DATA:
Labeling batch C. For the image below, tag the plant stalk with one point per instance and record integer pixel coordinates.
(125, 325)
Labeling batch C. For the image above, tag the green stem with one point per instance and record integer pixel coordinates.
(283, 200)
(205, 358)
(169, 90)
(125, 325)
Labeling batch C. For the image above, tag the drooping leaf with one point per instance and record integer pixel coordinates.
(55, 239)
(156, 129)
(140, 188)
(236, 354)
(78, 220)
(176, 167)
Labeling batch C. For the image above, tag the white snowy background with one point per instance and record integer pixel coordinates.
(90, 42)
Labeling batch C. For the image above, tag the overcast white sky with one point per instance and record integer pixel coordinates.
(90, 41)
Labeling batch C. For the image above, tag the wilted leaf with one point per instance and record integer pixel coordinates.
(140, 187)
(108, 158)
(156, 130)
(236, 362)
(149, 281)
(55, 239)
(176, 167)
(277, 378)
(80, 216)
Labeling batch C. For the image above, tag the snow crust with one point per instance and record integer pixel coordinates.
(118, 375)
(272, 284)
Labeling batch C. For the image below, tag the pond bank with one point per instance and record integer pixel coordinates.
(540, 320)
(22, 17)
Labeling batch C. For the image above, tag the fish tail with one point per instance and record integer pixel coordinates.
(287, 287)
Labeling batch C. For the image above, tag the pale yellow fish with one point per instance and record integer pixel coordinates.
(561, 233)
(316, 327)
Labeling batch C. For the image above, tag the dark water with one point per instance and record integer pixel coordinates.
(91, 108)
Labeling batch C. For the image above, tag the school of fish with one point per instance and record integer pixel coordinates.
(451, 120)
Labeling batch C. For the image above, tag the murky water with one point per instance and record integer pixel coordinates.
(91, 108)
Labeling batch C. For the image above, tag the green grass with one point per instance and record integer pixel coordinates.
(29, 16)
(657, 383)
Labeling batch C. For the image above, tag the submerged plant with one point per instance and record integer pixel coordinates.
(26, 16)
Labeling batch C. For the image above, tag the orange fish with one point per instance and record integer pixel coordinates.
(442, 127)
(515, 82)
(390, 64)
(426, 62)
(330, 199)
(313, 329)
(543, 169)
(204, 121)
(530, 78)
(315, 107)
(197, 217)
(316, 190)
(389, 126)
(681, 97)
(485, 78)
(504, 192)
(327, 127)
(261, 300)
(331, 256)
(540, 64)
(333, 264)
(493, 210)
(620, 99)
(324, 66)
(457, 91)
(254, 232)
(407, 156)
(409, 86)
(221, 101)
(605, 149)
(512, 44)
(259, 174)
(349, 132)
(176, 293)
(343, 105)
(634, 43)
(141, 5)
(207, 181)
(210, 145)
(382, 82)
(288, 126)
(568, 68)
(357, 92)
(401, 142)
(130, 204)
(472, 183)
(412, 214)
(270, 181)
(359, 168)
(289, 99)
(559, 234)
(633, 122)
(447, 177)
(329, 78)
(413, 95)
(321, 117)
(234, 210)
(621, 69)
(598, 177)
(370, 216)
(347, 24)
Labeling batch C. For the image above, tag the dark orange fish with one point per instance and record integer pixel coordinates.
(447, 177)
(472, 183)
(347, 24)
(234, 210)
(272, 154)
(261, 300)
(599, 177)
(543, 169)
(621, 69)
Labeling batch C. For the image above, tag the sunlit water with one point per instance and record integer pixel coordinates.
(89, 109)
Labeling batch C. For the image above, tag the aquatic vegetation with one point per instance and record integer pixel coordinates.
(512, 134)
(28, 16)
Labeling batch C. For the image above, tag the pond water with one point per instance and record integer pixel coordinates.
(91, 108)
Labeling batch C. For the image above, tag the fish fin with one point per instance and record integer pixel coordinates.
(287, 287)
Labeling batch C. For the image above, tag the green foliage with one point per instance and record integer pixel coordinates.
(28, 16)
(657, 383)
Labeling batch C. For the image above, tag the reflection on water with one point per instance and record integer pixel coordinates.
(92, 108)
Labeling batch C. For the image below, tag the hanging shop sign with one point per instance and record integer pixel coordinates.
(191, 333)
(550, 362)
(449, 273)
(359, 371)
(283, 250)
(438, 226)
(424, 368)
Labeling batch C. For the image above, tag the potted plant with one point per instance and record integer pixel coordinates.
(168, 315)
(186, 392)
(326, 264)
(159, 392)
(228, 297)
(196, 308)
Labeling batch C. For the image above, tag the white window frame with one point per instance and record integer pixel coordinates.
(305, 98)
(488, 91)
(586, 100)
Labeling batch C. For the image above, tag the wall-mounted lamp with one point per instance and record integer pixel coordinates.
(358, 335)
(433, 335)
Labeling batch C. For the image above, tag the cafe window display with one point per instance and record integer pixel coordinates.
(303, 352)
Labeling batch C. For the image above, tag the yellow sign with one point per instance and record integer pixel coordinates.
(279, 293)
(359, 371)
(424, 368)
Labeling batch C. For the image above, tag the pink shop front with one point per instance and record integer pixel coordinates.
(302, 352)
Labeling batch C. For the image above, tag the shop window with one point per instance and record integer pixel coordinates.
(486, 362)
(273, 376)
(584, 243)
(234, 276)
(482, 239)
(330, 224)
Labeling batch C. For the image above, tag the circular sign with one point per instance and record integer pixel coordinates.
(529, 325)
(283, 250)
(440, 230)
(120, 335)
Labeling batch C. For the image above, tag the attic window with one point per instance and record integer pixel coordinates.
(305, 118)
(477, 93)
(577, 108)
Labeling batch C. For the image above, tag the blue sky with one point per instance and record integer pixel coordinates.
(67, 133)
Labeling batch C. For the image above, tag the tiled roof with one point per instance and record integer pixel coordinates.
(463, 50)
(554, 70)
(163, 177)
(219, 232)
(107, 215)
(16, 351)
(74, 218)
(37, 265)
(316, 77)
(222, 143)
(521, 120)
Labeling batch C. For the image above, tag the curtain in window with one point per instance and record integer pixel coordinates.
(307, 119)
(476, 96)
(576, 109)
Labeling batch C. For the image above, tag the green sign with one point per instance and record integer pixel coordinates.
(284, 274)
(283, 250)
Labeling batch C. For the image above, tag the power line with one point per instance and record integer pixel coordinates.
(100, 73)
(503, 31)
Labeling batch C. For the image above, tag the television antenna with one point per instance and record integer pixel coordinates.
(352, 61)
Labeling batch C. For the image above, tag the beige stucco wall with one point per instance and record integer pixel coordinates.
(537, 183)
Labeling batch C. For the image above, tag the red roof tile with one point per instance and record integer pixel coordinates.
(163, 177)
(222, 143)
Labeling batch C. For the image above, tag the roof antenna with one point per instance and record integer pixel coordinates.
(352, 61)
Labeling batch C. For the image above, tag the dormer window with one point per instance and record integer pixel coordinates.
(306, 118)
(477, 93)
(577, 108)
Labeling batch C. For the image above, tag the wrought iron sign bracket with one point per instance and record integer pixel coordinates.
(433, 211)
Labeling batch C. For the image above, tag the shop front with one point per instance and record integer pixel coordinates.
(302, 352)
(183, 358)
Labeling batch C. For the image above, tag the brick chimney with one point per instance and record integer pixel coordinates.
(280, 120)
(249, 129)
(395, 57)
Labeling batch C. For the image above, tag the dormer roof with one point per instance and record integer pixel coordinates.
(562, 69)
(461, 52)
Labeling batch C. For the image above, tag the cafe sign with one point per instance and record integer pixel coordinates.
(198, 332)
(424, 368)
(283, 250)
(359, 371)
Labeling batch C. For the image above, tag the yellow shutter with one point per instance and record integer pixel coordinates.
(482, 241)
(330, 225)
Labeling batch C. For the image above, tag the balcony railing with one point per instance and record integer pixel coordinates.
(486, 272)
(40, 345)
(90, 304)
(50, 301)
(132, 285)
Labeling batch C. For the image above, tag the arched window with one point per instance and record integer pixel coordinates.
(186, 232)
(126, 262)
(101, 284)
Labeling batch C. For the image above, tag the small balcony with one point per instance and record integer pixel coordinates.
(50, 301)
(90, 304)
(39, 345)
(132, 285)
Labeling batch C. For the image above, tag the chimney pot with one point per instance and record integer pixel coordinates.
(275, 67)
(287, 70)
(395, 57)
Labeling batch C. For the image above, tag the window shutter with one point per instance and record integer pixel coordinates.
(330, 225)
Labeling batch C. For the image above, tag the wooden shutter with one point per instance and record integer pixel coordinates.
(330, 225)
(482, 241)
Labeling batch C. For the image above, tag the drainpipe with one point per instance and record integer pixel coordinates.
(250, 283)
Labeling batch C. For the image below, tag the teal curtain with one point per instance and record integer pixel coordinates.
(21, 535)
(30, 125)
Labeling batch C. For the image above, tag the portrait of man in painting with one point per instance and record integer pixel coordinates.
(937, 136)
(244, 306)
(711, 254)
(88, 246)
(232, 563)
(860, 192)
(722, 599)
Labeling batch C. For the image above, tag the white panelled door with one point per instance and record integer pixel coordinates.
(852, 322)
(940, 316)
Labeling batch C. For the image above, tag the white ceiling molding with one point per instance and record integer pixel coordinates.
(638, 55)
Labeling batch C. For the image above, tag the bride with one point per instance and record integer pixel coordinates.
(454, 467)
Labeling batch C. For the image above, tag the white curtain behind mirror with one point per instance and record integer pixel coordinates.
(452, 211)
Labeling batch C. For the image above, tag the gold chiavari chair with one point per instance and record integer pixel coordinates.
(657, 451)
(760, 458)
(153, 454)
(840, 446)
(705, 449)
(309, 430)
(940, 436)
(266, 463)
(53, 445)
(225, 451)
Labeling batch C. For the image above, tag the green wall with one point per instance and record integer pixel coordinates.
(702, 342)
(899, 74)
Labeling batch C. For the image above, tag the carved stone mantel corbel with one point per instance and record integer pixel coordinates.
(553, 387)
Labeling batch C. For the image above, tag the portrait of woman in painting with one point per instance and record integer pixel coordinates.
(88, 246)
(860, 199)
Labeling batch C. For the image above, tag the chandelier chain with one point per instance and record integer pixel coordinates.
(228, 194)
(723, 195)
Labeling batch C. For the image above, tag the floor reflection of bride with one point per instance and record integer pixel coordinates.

WHAT TO WORK ON: The answer must be an exact copy of the lines from the one containing "Labeling batch C. For the image above, tag the chandelier" through the last line of the records, both included.

RESULT FOR THIS EXERCISE:
Labeling batch C. For the image above, tag the chandelier chain with one point per instance and record integer pixel coordinates.
(228, 194)
(723, 195)
Labeling batch C. For the image above, tag the floor reflection of bride with one point per instance and record integer pixel coordinates.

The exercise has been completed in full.